- _PROMPT_
Locate every line in the material that contains the word "beam" and copy each one.

- _PROVIDED RECORDS_
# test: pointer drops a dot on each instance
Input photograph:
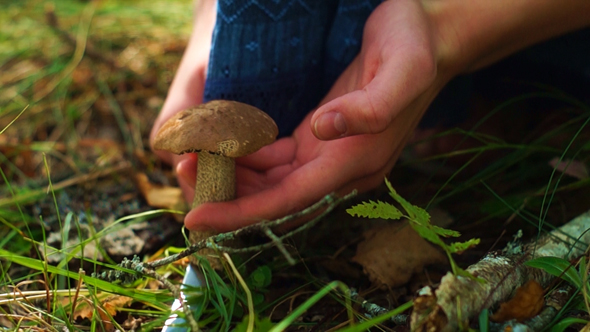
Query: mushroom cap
(222, 127)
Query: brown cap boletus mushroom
(218, 131)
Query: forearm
(473, 34)
(191, 71)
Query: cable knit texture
(282, 56)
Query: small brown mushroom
(218, 131)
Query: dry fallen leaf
(160, 196)
(526, 304)
(392, 254)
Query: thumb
(371, 108)
(366, 111)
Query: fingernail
(330, 125)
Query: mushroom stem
(216, 179)
(216, 182)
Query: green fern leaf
(445, 232)
(459, 247)
(374, 210)
(415, 213)
(428, 234)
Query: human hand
(411, 49)
(394, 73)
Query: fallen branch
(458, 299)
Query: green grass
(67, 114)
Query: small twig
(213, 242)
(374, 310)
(277, 242)
(81, 273)
(148, 269)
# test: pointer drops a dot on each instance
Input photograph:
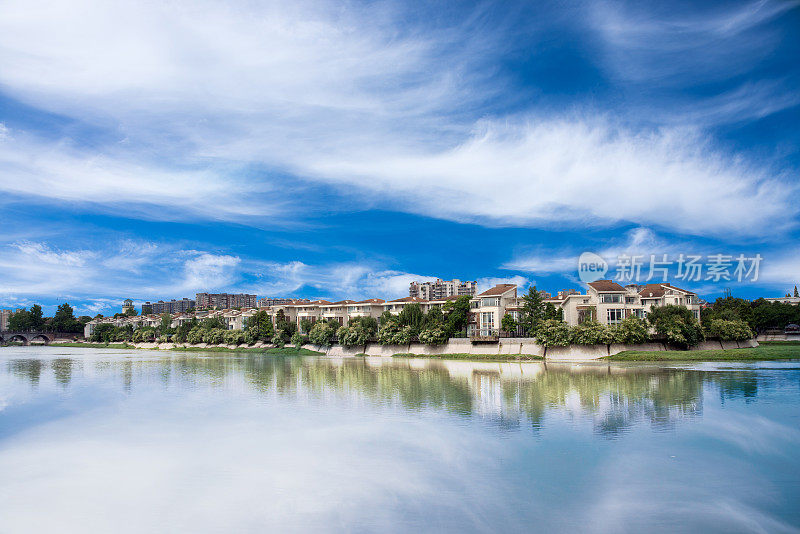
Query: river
(95, 440)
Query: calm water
(137, 441)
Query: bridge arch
(39, 337)
(16, 338)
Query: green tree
(457, 314)
(413, 317)
(37, 317)
(590, 333)
(632, 330)
(323, 333)
(64, 320)
(532, 313)
(508, 324)
(260, 326)
(553, 333)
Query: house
(489, 307)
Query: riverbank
(260, 350)
(768, 350)
(467, 356)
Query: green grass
(94, 345)
(765, 351)
(288, 351)
(466, 356)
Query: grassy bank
(778, 350)
(289, 351)
(465, 356)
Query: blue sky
(343, 149)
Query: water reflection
(508, 395)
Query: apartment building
(266, 302)
(224, 301)
(171, 306)
(441, 289)
(609, 303)
(605, 301)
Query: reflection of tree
(62, 370)
(30, 370)
(507, 395)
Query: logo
(591, 267)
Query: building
(127, 306)
(277, 301)
(171, 306)
(784, 300)
(441, 289)
(609, 303)
(488, 309)
(224, 301)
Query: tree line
(63, 320)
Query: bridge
(26, 338)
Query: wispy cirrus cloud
(367, 100)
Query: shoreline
(766, 351)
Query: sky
(151, 150)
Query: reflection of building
(224, 301)
(441, 289)
(171, 306)
(607, 302)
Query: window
(615, 315)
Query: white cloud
(658, 43)
(210, 271)
(348, 97)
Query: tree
(298, 340)
(260, 326)
(553, 333)
(434, 335)
(590, 333)
(532, 313)
(412, 316)
(630, 331)
(728, 330)
(37, 318)
(392, 333)
(457, 314)
(20, 320)
(323, 333)
(165, 328)
(508, 324)
(676, 325)
(64, 320)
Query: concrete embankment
(503, 349)
(521, 346)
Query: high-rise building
(225, 301)
(441, 289)
(170, 306)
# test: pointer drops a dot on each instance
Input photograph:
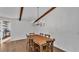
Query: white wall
(63, 24)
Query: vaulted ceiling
(28, 12)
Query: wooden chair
(49, 45)
(31, 45)
(47, 35)
(31, 33)
(41, 34)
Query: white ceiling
(28, 12)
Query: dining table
(40, 40)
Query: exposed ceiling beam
(52, 8)
(21, 12)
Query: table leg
(41, 48)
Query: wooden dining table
(39, 39)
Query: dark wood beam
(21, 12)
(52, 8)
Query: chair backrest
(47, 35)
(41, 34)
(31, 33)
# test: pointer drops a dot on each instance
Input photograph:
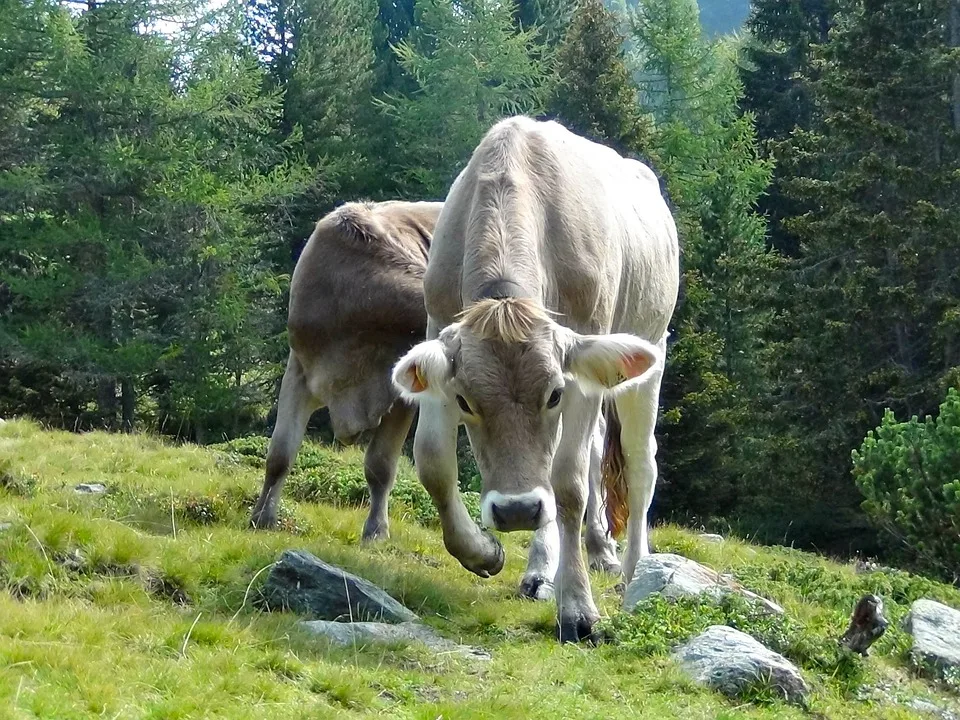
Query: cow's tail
(613, 477)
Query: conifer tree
(592, 91)
(472, 67)
(707, 151)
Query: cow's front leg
(435, 455)
(542, 563)
(380, 466)
(637, 408)
(601, 547)
(576, 610)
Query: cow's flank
(552, 277)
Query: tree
(707, 150)
(777, 70)
(592, 90)
(908, 474)
(137, 213)
(472, 67)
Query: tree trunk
(955, 42)
(107, 400)
(128, 402)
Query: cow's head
(506, 365)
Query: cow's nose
(511, 514)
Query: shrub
(910, 475)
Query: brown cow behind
(356, 307)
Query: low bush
(909, 473)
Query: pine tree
(592, 91)
(874, 321)
(133, 256)
(777, 73)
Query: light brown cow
(356, 306)
(552, 277)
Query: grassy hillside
(142, 603)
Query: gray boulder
(674, 576)
(407, 633)
(303, 583)
(711, 537)
(867, 625)
(732, 662)
(936, 637)
(90, 488)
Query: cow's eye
(464, 405)
(554, 398)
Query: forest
(162, 163)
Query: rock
(936, 637)
(674, 576)
(928, 708)
(303, 583)
(732, 662)
(711, 537)
(867, 625)
(90, 488)
(405, 633)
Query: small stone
(936, 637)
(303, 583)
(867, 625)
(90, 488)
(674, 576)
(405, 633)
(732, 662)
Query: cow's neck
(502, 248)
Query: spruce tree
(707, 150)
(873, 322)
(472, 67)
(133, 256)
(592, 91)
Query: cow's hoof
(536, 587)
(606, 565)
(489, 563)
(578, 628)
(373, 531)
(263, 520)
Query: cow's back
(591, 224)
(356, 305)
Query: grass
(141, 603)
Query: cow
(356, 306)
(552, 278)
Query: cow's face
(507, 368)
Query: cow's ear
(604, 362)
(426, 368)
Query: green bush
(910, 475)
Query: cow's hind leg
(601, 547)
(576, 610)
(542, 564)
(637, 408)
(380, 466)
(294, 408)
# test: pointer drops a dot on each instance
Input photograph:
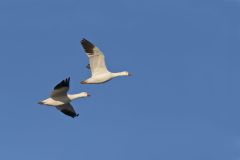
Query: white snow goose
(61, 100)
(100, 73)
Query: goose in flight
(61, 100)
(100, 73)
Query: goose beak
(83, 82)
(40, 102)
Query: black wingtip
(63, 83)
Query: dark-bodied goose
(100, 73)
(61, 99)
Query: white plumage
(100, 73)
(61, 99)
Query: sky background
(181, 104)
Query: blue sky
(182, 102)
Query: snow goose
(100, 73)
(61, 100)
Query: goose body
(61, 100)
(97, 65)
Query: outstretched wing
(68, 110)
(61, 88)
(96, 57)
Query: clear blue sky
(181, 104)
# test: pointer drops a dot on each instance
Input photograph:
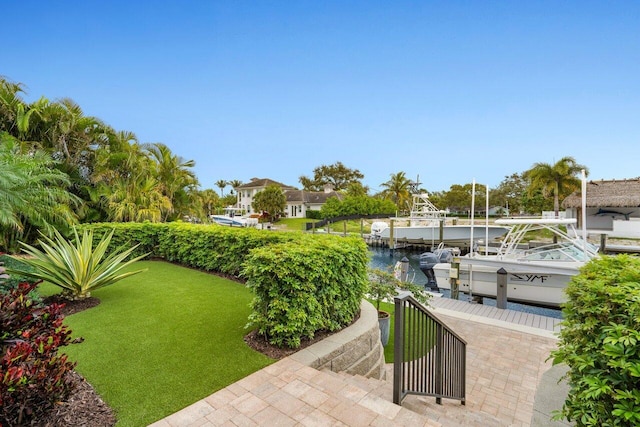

- _THE ANSWER_
Query: exposed ceiling beam
Query: dark wood beam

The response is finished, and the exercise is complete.